_Data provided:_
=====
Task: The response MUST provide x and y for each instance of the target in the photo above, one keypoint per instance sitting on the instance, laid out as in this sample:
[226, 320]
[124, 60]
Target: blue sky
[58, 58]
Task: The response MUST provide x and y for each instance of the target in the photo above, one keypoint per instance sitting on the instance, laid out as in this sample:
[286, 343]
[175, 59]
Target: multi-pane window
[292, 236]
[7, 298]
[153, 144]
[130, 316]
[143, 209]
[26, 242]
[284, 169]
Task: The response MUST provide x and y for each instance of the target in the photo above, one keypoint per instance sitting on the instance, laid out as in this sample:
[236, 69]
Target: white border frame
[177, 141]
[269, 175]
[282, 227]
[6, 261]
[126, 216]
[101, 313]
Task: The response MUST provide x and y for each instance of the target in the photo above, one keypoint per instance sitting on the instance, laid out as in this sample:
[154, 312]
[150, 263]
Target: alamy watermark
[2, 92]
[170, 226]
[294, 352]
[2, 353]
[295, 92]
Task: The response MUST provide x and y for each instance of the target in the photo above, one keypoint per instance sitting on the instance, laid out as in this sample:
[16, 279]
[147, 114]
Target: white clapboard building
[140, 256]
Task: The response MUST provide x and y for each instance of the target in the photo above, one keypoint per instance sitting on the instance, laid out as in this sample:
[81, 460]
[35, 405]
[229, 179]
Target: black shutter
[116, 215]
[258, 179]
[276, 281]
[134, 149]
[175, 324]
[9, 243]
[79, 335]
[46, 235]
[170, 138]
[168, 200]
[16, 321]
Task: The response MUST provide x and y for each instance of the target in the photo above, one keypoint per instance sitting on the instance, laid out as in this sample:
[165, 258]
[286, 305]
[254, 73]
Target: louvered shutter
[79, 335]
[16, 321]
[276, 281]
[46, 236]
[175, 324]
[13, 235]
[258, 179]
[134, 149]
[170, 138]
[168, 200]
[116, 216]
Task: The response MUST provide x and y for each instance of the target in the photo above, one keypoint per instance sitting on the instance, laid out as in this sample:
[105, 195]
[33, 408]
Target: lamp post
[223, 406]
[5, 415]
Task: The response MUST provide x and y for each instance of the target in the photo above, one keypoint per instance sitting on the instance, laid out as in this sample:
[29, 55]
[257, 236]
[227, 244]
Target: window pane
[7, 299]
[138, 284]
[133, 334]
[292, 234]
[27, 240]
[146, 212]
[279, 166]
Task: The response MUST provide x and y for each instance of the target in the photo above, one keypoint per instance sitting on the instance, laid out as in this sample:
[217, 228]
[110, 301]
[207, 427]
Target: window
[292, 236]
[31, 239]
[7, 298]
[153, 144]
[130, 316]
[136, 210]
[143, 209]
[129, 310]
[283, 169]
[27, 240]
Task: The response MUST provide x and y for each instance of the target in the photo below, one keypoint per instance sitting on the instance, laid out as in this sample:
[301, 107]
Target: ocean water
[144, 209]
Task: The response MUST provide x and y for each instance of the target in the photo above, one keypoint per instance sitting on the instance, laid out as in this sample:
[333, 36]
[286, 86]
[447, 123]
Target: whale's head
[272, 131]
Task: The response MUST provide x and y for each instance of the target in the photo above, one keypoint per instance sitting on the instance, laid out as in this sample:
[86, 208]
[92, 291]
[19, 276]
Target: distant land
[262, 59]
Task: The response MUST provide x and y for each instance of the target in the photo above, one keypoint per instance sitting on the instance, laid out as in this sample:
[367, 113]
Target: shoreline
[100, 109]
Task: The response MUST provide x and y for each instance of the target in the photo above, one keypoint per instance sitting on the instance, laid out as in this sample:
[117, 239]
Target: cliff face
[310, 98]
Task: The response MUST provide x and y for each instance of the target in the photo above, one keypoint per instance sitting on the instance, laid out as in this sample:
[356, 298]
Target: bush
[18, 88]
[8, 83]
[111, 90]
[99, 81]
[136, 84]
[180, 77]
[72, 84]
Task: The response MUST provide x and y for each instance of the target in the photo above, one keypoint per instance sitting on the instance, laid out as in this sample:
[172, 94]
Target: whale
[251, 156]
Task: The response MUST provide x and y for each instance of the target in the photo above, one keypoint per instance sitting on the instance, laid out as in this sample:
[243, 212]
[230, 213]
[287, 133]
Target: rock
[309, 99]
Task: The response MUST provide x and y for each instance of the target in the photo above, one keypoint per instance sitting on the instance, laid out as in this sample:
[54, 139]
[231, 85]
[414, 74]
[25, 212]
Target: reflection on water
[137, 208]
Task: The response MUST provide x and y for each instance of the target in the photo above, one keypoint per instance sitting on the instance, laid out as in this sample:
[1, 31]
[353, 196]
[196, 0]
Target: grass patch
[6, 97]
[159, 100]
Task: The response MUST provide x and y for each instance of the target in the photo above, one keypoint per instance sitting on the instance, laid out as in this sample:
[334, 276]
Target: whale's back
=====
_Exercise objective:_ Copy out every line in the records above that contains the string "pane".

_Correct answer:_
Target: multi-pane window
Target: window pane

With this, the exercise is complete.